◆ **Текст**
::::
По одноименному роману Ф. М. Достоевского

Автор сценария Михаил Смоляницкий

Режиссер Дмитрий Светозаров

Оператор Александр Устинов

Художник Юрий Пашигорев

Композитор Андрей Сигле

В ролях: Владимир Кошевой, Александр Балуев,

Сергей Бехтерев, Зоя Буряк, Андрей Зибров, Андрей Панин, Юрий Кузнецов, Полина Филоненко, Елена Яковлева

Киностудия Proline-film, ACDC, по заказу Первого канала

Россия

2007

Взволнованные и неполиткорректные авторы многочисленных интернет-форумов, фиксируя ажиотажный интерес нынешнего ТВ к романам Достоевского («Снова Дос по ящику!»), теперь, после двух новых сериалов, винят во всем глубокую, осмысленную экранизацию «Идиота», ставшую главным культурным событием 2003 года. Феноменальный успех многосерийного фильма Владимира Бортко соблазнил, утверждают чаттеры и блоггеры, всех тех, кто решил за счет великого писателя сменить амплуа, повысить рейтинги, закрепить за собой репутацию серьезных мастеров. У Достоев-ского это называется «разом весь капитал»: так, постановщик ментов-ских стрелялок («Хроники убойного отдела», «Улицы разбитых фонарей») и русской «бондианы» («Агент национальной безопасности») Дмитрий Светозаров преподнес любителям классики «Преступление и наказание», режиссер корпоративных мероприятий и кулинарных шоу Феликс Шультесс посягнул на «Бесов», родитель «Каменской» Юрий Мороз после прозы Марининой взялся за двенадцать серий «Братьев Карамазовых» — вскоре, видимо, покажут и их.

Сразу после «Идиота» казалось и мне: мы возвращаемся к подлинной культурной иерархии, стоим на пороге нового летосчисления на ТВ, а муза экранизаций наконец-то выходит на люди возрожденной из пепла и очищенной от киномыла. Критики с восторгом говорили о прорыве, о серьезной интеллектуальной акции, о смелой заявке на будущее. Тот факт, что кинематографическая общественность вспомнила о существовании у себя дома большой литературы, обещал новые шедевры, в том числе и на поляне «Достоевский».

«Имею ли я право браться за Достоевского?» — этот естественный вопрос должны были, по-видимому, задавать себе все те, кто дерзнул, кто осмелился, кто замахнулся... Чем заслужено это право, чем оно уже доказано? Но не боги горшки обжигают. И когда у великих книг возникла толчея, ликовать зрителю особенно не пришлось. Участки застолбили мгновенно, леса возвели дружно, постройку завершили в рекордно короткие сроки, но обживать эти здания пришлось ой как не легко.

К немалому смущению зрителей выяснилось, что сама по себе классика при перенесении ее на телеэкран отнюдь не гарантирует успеха. Как рентген, она высвечивает цели экранизаторов, меру их таланта, а также ту истину, что срастание с художественным примитивом никому не идет на пользу. Классический текст, у которого за давностью лет нет от кино охранной грамоты, держит глухую оборону.
::::
Собранные записи данных:
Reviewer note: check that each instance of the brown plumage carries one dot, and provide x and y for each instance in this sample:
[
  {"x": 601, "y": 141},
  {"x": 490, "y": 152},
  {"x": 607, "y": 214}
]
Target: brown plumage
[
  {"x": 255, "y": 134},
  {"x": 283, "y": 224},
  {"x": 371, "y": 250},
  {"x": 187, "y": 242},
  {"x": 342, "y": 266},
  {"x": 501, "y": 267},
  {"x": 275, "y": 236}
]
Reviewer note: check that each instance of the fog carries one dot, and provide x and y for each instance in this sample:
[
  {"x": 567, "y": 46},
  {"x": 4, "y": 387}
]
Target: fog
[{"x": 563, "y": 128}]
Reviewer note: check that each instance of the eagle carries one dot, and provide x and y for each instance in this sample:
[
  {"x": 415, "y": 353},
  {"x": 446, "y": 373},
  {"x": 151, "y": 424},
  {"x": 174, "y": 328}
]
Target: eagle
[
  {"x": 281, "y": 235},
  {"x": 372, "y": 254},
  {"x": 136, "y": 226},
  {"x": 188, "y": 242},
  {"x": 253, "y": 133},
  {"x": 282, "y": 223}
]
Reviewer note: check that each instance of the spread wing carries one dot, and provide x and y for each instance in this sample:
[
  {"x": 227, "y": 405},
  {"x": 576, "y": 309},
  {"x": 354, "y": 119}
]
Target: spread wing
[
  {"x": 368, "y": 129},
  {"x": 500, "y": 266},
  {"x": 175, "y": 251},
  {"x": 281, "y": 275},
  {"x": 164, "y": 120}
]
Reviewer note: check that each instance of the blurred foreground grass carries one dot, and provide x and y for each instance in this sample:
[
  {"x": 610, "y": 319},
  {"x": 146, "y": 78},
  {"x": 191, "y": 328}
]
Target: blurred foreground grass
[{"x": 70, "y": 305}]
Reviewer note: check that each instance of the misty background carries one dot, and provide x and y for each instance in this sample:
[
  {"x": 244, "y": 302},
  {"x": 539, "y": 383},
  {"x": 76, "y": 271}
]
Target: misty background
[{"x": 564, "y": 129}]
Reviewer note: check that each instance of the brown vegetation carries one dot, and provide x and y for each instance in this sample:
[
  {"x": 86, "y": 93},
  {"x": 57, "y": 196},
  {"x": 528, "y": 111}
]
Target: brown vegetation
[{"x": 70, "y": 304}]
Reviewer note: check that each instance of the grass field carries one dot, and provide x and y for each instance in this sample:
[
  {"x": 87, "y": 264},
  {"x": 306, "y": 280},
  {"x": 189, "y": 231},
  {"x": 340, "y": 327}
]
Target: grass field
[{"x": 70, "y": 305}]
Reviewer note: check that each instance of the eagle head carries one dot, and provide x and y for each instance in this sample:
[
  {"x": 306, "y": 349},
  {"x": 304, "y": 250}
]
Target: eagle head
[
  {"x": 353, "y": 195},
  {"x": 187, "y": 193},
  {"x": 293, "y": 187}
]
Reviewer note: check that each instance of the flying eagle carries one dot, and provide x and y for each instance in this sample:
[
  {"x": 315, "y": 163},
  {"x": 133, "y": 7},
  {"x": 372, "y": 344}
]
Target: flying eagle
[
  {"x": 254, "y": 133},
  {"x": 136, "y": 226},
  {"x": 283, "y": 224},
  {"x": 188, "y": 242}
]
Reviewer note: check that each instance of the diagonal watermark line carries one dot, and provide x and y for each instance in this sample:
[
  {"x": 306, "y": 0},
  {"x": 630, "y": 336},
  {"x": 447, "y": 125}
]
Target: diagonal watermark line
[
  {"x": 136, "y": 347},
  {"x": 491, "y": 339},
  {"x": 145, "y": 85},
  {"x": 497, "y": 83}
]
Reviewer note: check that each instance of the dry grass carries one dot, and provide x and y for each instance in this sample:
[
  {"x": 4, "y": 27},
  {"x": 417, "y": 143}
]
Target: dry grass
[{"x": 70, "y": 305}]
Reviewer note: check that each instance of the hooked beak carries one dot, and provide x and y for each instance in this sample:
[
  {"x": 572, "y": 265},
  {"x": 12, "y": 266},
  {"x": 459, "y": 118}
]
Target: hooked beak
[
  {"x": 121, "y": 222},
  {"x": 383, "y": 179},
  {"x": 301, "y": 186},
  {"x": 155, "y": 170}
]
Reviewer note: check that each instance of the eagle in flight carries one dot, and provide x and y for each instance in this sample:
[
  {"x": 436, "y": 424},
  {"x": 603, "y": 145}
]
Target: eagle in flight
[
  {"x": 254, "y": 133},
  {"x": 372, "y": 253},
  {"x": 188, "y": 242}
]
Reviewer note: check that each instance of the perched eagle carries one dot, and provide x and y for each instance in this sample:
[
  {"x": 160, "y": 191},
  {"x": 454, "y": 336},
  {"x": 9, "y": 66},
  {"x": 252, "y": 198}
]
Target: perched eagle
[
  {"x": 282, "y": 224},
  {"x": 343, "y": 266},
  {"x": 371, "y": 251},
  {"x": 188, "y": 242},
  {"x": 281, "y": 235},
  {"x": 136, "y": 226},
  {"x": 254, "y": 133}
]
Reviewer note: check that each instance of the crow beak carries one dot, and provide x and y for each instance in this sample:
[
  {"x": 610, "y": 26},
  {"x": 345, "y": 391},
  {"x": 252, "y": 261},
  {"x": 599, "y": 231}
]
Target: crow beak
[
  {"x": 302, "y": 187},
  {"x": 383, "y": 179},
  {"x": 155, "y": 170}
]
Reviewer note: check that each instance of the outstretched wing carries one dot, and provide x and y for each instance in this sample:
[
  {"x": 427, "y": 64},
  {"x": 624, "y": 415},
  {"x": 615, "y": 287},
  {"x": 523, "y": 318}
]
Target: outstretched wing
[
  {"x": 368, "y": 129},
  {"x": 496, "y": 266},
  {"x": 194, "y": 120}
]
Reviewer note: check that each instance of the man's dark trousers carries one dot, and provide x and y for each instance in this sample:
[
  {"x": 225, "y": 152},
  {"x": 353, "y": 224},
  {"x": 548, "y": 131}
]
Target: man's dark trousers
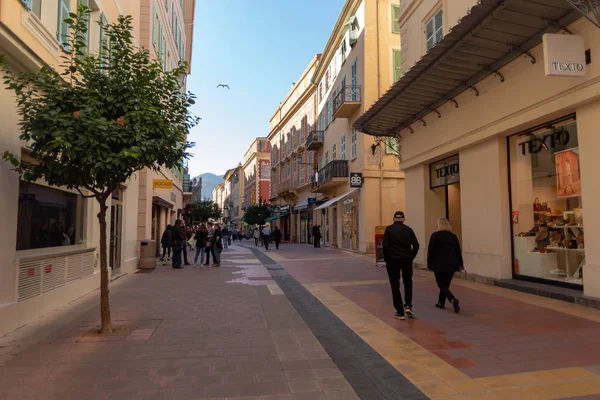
[{"x": 395, "y": 270}]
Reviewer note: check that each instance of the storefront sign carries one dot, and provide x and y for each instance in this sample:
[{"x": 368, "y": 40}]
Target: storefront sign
[
  {"x": 444, "y": 172},
  {"x": 162, "y": 184},
  {"x": 355, "y": 179},
  {"x": 549, "y": 141},
  {"x": 564, "y": 55}
]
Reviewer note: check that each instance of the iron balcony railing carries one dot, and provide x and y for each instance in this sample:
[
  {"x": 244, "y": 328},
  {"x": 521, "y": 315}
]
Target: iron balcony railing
[
  {"x": 335, "y": 169},
  {"x": 315, "y": 139},
  {"x": 347, "y": 94}
]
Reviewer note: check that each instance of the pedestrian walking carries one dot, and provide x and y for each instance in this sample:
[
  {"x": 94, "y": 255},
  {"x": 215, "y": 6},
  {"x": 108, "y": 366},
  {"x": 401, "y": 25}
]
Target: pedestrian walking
[
  {"x": 277, "y": 237},
  {"x": 400, "y": 247},
  {"x": 201, "y": 237},
  {"x": 256, "y": 235},
  {"x": 167, "y": 242},
  {"x": 178, "y": 238},
  {"x": 444, "y": 258},
  {"x": 266, "y": 233}
]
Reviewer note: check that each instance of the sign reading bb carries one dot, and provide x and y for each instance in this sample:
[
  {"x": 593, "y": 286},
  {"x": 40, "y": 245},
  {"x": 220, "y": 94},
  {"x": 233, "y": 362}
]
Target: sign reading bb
[{"x": 355, "y": 179}]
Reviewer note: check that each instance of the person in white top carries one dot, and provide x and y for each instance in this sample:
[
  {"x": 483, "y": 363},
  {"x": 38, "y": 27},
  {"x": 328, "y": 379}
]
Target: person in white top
[{"x": 266, "y": 236}]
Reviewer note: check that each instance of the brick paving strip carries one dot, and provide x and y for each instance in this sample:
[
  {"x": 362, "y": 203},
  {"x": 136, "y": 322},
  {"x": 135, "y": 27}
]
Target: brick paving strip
[
  {"x": 219, "y": 333},
  {"x": 371, "y": 376}
]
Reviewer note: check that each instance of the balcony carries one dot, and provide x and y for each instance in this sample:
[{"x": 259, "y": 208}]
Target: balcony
[
  {"x": 315, "y": 140},
  {"x": 347, "y": 102},
  {"x": 333, "y": 174}
]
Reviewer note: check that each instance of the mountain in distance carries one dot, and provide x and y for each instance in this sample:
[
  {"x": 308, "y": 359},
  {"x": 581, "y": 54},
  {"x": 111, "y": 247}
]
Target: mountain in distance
[{"x": 209, "y": 183}]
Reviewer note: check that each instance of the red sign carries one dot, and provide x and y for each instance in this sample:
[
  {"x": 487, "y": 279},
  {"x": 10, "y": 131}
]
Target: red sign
[{"x": 515, "y": 217}]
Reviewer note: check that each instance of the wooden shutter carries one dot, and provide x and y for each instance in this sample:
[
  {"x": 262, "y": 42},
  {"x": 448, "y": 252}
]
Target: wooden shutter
[
  {"x": 395, "y": 18},
  {"x": 397, "y": 61}
]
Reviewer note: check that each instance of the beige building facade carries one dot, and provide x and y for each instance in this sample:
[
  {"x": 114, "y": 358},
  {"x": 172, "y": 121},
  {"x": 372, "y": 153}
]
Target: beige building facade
[
  {"x": 497, "y": 115},
  {"x": 360, "y": 61},
  {"x": 50, "y": 238},
  {"x": 292, "y": 162}
]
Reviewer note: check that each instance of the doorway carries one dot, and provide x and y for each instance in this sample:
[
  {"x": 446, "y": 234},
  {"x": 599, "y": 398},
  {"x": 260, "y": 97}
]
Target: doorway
[{"x": 116, "y": 223}]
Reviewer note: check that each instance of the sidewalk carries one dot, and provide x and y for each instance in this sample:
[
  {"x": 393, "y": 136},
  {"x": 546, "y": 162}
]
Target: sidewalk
[
  {"x": 503, "y": 344},
  {"x": 196, "y": 333}
]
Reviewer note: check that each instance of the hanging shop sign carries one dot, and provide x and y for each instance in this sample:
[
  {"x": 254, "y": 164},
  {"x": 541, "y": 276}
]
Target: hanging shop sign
[
  {"x": 356, "y": 180},
  {"x": 162, "y": 184},
  {"x": 444, "y": 172},
  {"x": 564, "y": 55}
]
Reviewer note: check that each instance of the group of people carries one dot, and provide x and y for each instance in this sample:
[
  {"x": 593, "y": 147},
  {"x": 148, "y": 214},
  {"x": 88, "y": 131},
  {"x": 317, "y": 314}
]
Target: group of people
[
  {"x": 207, "y": 239},
  {"x": 264, "y": 235},
  {"x": 444, "y": 258}
]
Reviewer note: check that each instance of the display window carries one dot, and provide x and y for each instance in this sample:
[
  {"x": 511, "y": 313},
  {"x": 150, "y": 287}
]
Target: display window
[{"x": 546, "y": 204}]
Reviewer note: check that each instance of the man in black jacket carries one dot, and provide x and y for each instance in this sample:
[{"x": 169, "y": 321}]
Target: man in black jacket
[{"x": 400, "y": 247}]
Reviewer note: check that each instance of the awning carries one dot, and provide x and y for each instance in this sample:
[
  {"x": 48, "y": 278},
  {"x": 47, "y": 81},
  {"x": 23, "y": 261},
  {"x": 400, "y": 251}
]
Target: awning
[
  {"x": 493, "y": 34},
  {"x": 335, "y": 200},
  {"x": 276, "y": 217},
  {"x": 301, "y": 206}
]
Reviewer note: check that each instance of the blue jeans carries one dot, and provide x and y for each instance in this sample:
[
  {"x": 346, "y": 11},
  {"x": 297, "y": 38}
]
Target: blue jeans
[{"x": 200, "y": 252}]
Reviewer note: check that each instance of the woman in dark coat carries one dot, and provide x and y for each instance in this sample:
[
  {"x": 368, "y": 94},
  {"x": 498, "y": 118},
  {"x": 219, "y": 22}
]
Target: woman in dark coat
[{"x": 444, "y": 258}]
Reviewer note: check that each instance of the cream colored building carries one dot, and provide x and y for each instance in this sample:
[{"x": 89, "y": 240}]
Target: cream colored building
[
  {"x": 359, "y": 63},
  {"x": 498, "y": 127},
  {"x": 257, "y": 173},
  {"x": 38, "y": 272},
  {"x": 291, "y": 163}
]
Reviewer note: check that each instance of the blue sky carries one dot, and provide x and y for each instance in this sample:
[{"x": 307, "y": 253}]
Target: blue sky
[{"x": 258, "y": 48}]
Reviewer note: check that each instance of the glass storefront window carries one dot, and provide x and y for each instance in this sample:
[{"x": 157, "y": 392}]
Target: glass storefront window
[
  {"x": 48, "y": 217},
  {"x": 547, "y": 212}
]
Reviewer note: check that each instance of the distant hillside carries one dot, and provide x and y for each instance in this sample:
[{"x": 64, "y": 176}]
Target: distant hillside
[{"x": 209, "y": 182}]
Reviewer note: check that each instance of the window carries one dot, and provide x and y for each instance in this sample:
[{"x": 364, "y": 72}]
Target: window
[
  {"x": 395, "y": 18},
  {"x": 62, "y": 34},
  {"x": 48, "y": 217},
  {"x": 354, "y": 144},
  {"x": 391, "y": 146},
  {"x": 397, "y": 61},
  {"x": 434, "y": 29}
]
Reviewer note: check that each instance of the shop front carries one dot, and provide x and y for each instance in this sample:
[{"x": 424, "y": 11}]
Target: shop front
[{"x": 546, "y": 203}]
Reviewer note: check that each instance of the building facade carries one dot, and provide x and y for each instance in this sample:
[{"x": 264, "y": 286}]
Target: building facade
[
  {"x": 360, "y": 61},
  {"x": 257, "y": 173},
  {"x": 166, "y": 29},
  {"x": 292, "y": 163},
  {"x": 502, "y": 141},
  {"x": 50, "y": 243}
]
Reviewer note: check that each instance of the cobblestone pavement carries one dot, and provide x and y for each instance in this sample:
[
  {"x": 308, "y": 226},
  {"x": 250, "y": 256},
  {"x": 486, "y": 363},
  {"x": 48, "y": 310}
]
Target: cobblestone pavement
[
  {"x": 303, "y": 323},
  {"x": 503, "y": 344},
  {"x": 198, "y": 333}
]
::::
◆ **Условие задачи**
Продолжите рецензию о телеэкранизациях романов Достоевского, начав сразу после ее последнего предложения.

◆ **Ответ ниже**
Впрочем, никто как будто и не посягал на первородство романов Достоевского. Напротив, режиссеры (памятуя, быть может, о скрупулезной работе Бортко с текстом «Идиота») клялись в верности первоисточникам, декларировали приверженность канону, уверяли, что не допустят в своих картинах никаких постмодернистских вывертов, ибо их кредо — просветительство, а значит, бережное отношение к классике.

Так, задолго до телепоказа «Преступления и наказания» авторами фильма было сделано немало заявлений об аутентичности «их Достоевского», о принципиальном отказе от собственных трактовок и решении следовать каждой букве великого романа. Из многочисленных интервью режиссера любознательный зритель мог узнать, каких усилий стоили им погоня за правдоподобием в каждой мелочи, установка на максимальную достоверность каждого кадра. Раздобыть древние, тяжелые, как кандалы, башмаки для Раскольникова. Найти полицейские полушпаги для эпизодических персонажей. Изготовить резиновые манекены старухи процентщицы Алены Ивановны, о голову которой дубль за дублем герой разбивал топоры, и не бутафорские, а настоящие (точный слепок сделали с экспоната, находящегося в питерском музее Достоевского). Запастись тазиками с краской, имитирующей кровь разного цвета, и наблюдать, каким оттенком она потечет по гуммозной голове. Отыскать в Петербурге заветный островок — кусок улицы с булыжной мостовой и отсутствием примет цивилизации XXI века. Воссоздать шумовую атмосферу эпохи — без гудков машин и трамваев, звуков современной музыки, зато со звоном колоколов, цоканьем пролеток, трескотней экипажей, пением шарманок. И наконец пресловутые мухи (о них успели написать, кажется, больше, чем о главных персонажах картины): искусственно выведенных насекомых, впавших в спячку (фильм снимали осенью), в специальных контейнерах привозили на съемочную площадку, запускали в кадр и взбадривали вентиляторами. И только диаметр водосточных труб, сокрушались продюсеры сериала, не соответствовал реальности: при Достоевском они были узкими, и менять их было никак невозможно.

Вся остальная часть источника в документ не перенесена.